» **Exercise**
In full and without alteration, transcribe the listing.

» **Records supplied**
╭──
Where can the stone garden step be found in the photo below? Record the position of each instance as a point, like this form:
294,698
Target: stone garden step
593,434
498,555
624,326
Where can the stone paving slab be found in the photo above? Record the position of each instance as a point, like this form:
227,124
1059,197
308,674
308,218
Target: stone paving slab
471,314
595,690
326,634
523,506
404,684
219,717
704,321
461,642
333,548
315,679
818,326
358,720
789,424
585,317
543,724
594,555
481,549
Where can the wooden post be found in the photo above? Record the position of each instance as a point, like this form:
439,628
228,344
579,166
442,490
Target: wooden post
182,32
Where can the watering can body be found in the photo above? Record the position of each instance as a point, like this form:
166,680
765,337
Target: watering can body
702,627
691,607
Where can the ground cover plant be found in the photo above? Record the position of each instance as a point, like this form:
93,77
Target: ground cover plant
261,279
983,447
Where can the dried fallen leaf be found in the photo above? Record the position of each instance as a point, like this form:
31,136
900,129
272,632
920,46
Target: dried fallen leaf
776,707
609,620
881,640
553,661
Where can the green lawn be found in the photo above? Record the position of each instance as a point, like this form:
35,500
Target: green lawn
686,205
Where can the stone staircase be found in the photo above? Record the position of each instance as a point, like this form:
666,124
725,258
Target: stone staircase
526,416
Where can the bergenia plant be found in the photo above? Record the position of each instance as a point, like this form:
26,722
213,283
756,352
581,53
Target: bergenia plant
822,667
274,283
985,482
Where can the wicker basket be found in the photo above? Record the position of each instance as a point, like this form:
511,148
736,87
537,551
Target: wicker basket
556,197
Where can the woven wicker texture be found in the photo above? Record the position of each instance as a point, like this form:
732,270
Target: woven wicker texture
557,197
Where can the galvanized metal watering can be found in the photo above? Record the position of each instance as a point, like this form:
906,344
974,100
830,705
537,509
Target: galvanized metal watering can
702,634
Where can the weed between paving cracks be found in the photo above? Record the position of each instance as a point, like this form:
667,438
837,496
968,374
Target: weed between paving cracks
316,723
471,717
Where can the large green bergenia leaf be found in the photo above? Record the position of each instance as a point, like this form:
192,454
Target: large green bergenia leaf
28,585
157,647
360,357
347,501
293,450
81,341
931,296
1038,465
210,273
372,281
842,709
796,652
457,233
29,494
╰──
» **Response**
Where can the stone garden step be found in the photo below? Record the position of each instance as a point, like this form:
294,698
Target: stone garden step
593,434
498,555
624,326
Where can the stone paving slab be found in the photo above? Record the position of each instance as a point, like this form:
227,124
1059,197
308,674
308,218
Target: stone paving slab
471,314
595,690
326,634
523,506
404,684
219,717
704,321
461,642
333,548
315,679
818,326
358,720
789,424
585,317
543,724
594,555
481,549
Where can the wooden post be found in the photo above? Record the position of each instance as a point, like this form:
439,628
228,344
579,166
442,490
Target: wooden post
182,32
Where can the watering can body be found in the photo above? Record the position of each instance as a point, like this form:
166,680
765,337
Target: watering can body
702,627
691,607
Where can the ground cover plant be found in the photo above? Record the position of each instance as a point, like this form:
93,77
Target: ground cover plant
261,279
983,447
Where can the dried fallen leaf be found in the photo above? Record the position of each instance as a point, like this form:
31,136
900,129
272,632
920,46
Target: dried fallen leaf
776,707
609,620
881,640
553,661
Where can the green lawn be found in the photo above? Record the position of each instance as a point, like this form:
35,500
Target: green lawn
686,205
Where can the stone staircase be found in the photo above? Record the position of each instance as a point, like this form:
666,124
725,258
Target: stone staircase
526,416
Where can the bergenia plant be found in the photo above? Record the position of each instance as a point, like this form:
26,722
213,283
756,352
581,53
Target: bergenia plant
822,667
274,283
985,482
Where can the wicker basket be found in the photo above? Record the position of each instance as a point, like this form:
511,148
736,87
537,551
Target: wicker basket
556,197
Where can the woven wicker texture be found in the photo above? Record the position of each instance as a point, like this form:
732,270
Target: woven wicker texture
557,197
Where can the galvanized metal watering can be found in the photo above? Record the position of each instance as a point, like this form:
906,344
974,100
830,705
537,509
Target: galvanized metal watering can
702,634
Where can the weed between paving cracks be found in the photo above? Record the position of each instance as a point, like this form:
667,438
837,496
968,374
Target: weed between paving cracks
316,723
471,717
Where can the large green bergenia leaf be found in the photo above? Record the position of each instance as a point, like this form:
192,454
Target: large green bergenia leaf
28,585
157,647
360,357
347,501
293,450
81,341
931,296
1038,465
210,273
372,281
842,709
796,652
457,233
29,494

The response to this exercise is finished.